─── Dataset records

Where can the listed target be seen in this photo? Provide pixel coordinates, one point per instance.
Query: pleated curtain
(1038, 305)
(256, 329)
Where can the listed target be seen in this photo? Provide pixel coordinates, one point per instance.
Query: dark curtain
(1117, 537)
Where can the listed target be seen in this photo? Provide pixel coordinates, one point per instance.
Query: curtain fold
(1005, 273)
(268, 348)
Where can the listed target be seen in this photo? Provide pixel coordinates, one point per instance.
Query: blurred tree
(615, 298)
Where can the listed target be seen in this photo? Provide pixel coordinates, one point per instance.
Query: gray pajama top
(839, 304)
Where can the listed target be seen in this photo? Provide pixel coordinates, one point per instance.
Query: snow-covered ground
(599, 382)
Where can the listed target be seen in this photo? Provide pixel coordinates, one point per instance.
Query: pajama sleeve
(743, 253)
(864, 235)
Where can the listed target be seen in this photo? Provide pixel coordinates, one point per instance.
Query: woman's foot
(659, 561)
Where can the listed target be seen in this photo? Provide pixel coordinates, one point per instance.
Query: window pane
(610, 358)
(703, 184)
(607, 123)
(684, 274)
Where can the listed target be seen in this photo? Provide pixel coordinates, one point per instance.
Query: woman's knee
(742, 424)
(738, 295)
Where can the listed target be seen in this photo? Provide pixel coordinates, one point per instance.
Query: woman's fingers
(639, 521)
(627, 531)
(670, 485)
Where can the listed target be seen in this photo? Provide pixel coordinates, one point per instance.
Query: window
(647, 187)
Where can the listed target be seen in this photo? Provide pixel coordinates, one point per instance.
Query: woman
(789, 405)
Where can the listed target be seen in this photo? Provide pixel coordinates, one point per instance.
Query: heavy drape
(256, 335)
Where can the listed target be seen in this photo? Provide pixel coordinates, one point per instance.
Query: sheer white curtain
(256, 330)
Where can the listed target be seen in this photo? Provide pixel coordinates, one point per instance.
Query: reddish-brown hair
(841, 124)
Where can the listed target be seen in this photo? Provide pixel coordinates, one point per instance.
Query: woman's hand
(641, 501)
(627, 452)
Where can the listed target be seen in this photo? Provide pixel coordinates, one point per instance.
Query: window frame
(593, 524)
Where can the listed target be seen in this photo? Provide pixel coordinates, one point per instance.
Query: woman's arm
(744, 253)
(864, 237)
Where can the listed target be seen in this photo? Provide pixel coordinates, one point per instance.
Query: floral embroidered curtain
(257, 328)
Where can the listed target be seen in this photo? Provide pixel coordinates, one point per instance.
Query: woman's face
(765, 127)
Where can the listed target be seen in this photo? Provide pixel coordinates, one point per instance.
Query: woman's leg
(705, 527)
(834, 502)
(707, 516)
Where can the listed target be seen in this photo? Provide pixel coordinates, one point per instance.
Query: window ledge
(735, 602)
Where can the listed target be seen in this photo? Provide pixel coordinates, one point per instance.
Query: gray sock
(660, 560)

──────

Task details> Reproduce each record exactly, leaving nothing out.

Task solution>
Where can the listed target be seen in this photo? Provide pixel coordinates, one point per instance.
Query: pleated curtain
(1038, 305)
(256, 329)
Where can the listed target be seen in this photo? Provide pixel coordinates, one point per instance.
Query: dark curtain
(1117, 537)
Where can the listed target be seen in this photo? Provide pixel coordinates, one point per instance.
Query: curtain fold
(1005, 273)
(268, 348)
Where can the listed target be seen in this photo? Provide pixel coordinates, one point per instance.
Query: blurred tree
(615, 298)
Where can the listed target be seen in this photo? Provide pixel coordinates, one point per instance.
Query: gray pajama top
(839, 304)
Where can the listed target be seen in this photo? Provide pixel coordinates, one point per instance.
Query: snow-covered ground
(599, 382)
Where can the listed target be seen in this photo? Provide pixel coordinates, one point per instance.
Query: pajama sleeve
(743, 253)
(864, 235)
Where can the listed target be seen in this photo? Provide pixel coordinates, one point per instance.
Query: woman's foot
(659, 561)
Where can the listed target be seen in this photo? Provide pixel coordinates, one point per instance.
Query: window pane
(610, 358)
(703, 184)
(607, 123)
(684, 274)
Where can the listed target be seen in this photo? Provide pixel coordinates, one point per instance.
Query: woman's knee
(742, 424)
(738, 295)
Where can the listed target be seen in this photo? Provide pixel coordinates, one point per instance.
Query: woman's fingers
(639, 521)
(627, 531)
(670, 485)
Where can the listed target be seen in this photo? Provide pixel coordinates, one point per instance.
Query: window
(647, 187)
Where can the listed target be seen in this photo? Provide pixel coordinates, one point per instance.
Query: woman
(789, 405)
Where can the listed target be seen in this photo? Provide pixel coordinates, one point per instance.
Query: heavy drape
(256, 335)
Where can the listed target be seen in this photo? Provide pixel coordinates, one point per instance.
Query: sheer white curtain
(256, 330)
Where can the listed target be seen in this photo? Provide pixel coordinates, one point per instance.
Query: reddish-brown hair
(841, 124)
Where can the listed target be seen in this photo? Provide pixel coordinates, one point per instance.
Query: woman's hand
(641, 501)
(627, 452)
Where can the listed target be seen in this photo? Provide pixel coordinates, one point per instance.
Query: window frame
(593, 524)
Where can the listed target be seen in this photo? Provide pixel coordinates, one point per instance.
Query: woman's arm
(744, 253)
(864, 237)
Where can the listed target be seen in this photo? Provide pixel coordinates, one point per instance.
Query: floral embroidered curtain
(257, 328)
Where can the listed target be seen in this photo? Provide pixel coordinates, one point per instance.
Query: woman's face
(765, 127)
Where can the listed target be seen in this photo? Provide pixel coordinates, one point per instance.
Query: woman's leg
(705, 527)
(834, 502)
(707, 516)
Where can the listed target be seen in this photo? Provide pixel coordinates, one point per instance.
Query: window ledge
(735, 602)
Where can the listed target be seen in this photo? Provide pixel coordinates, one point per instance.
Query: gray sock
(660, 560)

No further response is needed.